Task statement ▸ Starting at the line that contains "# for each instance of the yellow" and stopping at the end of the data, rewrite those lines with "thickest part" replaced by "widest part" and nothing else changed.

**** Stored records ****

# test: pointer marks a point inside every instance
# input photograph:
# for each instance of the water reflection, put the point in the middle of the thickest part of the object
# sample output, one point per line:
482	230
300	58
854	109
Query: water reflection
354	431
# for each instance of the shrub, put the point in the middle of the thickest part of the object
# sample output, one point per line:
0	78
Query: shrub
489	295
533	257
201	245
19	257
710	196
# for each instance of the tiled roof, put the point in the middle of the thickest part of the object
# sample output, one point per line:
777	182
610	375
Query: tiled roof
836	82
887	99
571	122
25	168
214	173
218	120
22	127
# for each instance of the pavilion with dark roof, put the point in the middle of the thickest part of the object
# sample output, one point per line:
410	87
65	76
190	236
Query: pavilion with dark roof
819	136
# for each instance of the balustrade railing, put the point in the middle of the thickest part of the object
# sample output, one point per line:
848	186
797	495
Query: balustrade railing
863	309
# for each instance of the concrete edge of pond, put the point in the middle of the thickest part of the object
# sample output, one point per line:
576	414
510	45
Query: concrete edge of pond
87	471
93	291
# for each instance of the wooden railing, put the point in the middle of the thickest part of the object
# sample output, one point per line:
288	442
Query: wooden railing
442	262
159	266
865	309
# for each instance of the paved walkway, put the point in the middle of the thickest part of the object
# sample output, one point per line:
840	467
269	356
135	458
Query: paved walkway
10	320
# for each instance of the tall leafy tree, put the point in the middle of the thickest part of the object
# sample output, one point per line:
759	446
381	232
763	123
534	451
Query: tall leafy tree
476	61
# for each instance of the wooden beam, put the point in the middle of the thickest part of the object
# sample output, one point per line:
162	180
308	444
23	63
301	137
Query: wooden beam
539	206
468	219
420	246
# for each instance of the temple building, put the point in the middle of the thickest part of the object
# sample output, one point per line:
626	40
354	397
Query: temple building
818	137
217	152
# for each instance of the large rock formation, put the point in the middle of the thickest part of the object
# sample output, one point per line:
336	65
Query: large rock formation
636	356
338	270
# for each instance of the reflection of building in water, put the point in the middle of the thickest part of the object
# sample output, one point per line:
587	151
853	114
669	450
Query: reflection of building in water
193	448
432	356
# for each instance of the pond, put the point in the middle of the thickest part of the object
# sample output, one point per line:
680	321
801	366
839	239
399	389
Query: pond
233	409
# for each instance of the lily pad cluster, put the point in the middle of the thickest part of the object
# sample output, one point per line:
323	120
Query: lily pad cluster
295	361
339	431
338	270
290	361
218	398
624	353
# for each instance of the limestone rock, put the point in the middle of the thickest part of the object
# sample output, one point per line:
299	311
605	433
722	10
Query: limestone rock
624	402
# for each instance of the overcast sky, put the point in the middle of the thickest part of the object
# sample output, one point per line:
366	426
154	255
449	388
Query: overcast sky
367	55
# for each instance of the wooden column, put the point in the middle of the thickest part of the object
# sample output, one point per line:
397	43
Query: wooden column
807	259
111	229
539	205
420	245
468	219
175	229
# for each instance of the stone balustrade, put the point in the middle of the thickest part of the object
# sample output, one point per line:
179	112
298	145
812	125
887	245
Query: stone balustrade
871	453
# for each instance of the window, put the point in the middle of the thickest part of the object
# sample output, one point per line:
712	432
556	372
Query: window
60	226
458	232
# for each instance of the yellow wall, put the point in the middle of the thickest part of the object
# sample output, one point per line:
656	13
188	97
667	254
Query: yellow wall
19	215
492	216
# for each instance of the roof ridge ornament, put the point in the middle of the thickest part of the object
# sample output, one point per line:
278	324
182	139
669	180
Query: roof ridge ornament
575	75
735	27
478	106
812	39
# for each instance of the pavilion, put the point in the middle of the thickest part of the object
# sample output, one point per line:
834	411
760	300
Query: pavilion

****

Answer to this problem ▸
# for each instance of the yellow wall, put the point in the middle of the widest part of the object
# sample output, one point per line:
656	13
188	97
667	254
Query: yellow wall
19	215
492	216
# for each instance of the roof ridge ornament, put the point in the middle of the widest part of the object
# sample output, one point per line:
278	324
182	139
669	180
Query: roof ridge ornament
575	75
735	27
478	106
812	39
# for each instance of the pavilion, put the point in the middle of the widest part of the object
# sample output, one point per line:
834	411
760	300
Query: pavilion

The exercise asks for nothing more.